— start of Quoted passage —
Report
Australian home ownership: past reflections, future directions
Publisher
Home ownership
Housing assistance
Taxation
Housing
Australia
Resources
Description
This research report documents that the ‘Australian dream’ of home ownership is no longer relevant in the contemporary era. Analysis of statistical trends for Australian tenure change and comparative analysis of the direction of ownership in equivalent countries are the basis for this conclusion. The analysis suggests that no single policy failure, no single political decision, no single market or state failure has eroded the ability to achieve the ownership dream. Instead, the change has come from complex shifts throughout the entire institutional environment.
Key findings:
- Despite the challenges of Australia’s changed institutional environment since the late 1970s the overall home ownership rate has held up well; it was at 67 per cent in 2016, only marginally less than the 68 per cent of 1976. The steady ownership rate over this period is largely attributable to Australia’s ageing population.
- However, there appears little chance of Australia sustaining home ownership at current levels. The rate is projected to decline by 2040 to around 63 per cent for all households, and to not much more than 50 per cent—down from 60 per cent in 1981—for households in the 25–55 age bracket.
— end of Quoted passage —
— start of Dataset records —
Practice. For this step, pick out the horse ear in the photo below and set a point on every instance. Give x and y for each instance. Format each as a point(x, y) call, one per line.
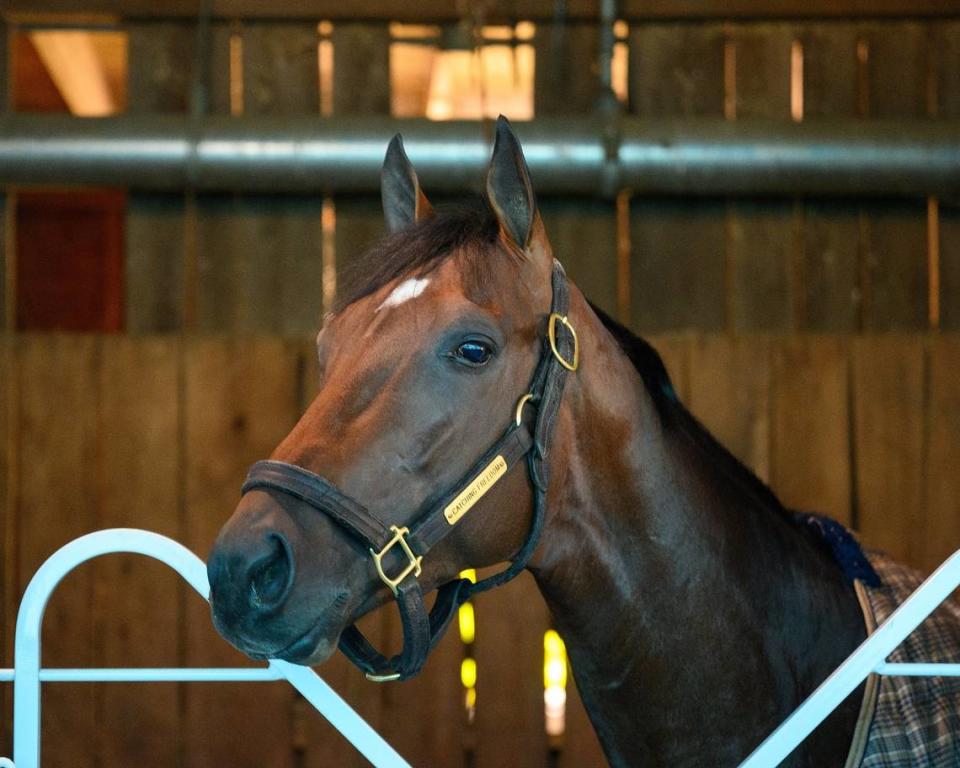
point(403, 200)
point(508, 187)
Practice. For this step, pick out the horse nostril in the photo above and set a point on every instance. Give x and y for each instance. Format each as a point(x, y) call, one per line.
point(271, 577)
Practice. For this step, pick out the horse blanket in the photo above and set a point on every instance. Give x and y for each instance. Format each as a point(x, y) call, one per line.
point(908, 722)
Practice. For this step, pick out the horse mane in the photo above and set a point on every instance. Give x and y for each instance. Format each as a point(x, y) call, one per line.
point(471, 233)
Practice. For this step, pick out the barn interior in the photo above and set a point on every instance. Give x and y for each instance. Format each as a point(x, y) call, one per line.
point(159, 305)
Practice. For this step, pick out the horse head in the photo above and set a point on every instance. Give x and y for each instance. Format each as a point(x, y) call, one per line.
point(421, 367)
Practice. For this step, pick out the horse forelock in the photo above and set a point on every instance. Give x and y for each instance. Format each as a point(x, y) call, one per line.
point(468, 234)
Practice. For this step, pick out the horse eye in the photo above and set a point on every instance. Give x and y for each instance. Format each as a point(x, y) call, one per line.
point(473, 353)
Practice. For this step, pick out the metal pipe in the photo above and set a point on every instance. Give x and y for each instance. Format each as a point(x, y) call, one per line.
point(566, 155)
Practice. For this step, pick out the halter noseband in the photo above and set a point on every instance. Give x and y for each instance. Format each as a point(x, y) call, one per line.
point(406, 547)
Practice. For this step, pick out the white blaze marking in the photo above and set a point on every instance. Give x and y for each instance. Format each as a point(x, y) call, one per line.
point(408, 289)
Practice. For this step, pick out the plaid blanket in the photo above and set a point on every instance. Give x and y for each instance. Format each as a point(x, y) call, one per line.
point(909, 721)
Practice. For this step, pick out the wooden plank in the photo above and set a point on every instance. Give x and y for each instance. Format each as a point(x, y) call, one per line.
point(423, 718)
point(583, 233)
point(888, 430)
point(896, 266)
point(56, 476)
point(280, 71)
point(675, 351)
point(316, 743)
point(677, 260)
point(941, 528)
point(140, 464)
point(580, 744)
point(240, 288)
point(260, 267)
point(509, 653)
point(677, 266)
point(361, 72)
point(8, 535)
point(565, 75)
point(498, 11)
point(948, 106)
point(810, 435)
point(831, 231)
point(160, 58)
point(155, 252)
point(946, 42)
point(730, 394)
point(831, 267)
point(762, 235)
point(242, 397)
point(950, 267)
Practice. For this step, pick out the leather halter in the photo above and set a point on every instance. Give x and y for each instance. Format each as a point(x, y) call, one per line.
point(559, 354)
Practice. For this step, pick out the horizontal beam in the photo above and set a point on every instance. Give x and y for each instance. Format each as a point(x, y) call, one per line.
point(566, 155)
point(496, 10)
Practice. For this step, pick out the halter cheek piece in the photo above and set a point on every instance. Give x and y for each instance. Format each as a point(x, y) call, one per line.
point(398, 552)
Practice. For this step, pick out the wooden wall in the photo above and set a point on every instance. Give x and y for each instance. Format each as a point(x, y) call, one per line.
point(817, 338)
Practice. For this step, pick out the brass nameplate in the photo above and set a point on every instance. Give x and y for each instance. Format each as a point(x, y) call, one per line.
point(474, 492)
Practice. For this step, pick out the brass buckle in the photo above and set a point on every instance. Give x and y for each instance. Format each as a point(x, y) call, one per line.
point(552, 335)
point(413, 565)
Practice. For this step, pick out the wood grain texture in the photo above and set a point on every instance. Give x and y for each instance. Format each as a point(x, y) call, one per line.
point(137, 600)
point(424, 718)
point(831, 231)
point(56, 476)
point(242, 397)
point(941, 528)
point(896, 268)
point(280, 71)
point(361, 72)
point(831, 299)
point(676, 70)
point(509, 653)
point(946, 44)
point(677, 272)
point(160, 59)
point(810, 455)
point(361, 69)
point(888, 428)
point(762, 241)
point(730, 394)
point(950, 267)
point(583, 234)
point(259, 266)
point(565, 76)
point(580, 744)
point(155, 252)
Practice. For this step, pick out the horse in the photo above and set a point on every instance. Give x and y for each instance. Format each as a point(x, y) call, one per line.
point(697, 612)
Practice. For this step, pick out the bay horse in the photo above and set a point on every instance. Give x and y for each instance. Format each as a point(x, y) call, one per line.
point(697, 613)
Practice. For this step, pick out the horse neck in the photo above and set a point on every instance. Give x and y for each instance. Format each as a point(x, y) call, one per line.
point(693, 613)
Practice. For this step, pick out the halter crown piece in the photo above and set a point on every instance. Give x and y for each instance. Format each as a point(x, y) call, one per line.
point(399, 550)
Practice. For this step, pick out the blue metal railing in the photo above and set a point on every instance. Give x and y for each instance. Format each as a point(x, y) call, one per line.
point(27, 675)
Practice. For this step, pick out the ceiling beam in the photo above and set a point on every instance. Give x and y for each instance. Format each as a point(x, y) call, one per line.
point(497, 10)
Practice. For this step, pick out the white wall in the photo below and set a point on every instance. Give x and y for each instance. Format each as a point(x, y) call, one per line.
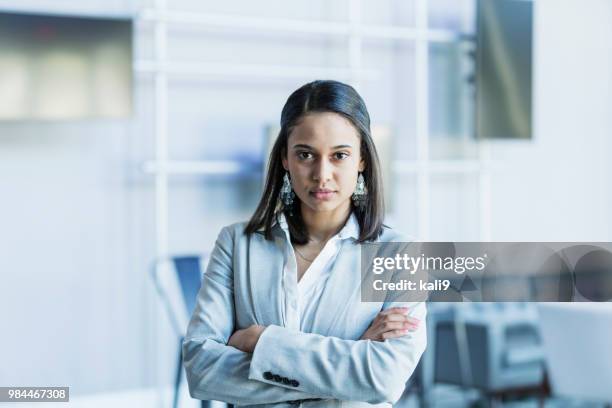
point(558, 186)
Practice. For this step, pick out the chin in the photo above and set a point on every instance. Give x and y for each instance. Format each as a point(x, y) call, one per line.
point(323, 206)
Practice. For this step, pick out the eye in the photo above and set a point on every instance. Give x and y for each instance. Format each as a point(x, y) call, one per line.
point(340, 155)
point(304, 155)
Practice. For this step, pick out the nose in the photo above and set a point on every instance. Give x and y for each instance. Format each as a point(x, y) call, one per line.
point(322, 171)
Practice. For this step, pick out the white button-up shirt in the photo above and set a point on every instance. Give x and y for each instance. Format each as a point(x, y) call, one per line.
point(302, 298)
— end of Dataset records —
The request —
According to the report on Australian home ownership, what was the overall home ownership rate in 2016?

Task answer —
67 percent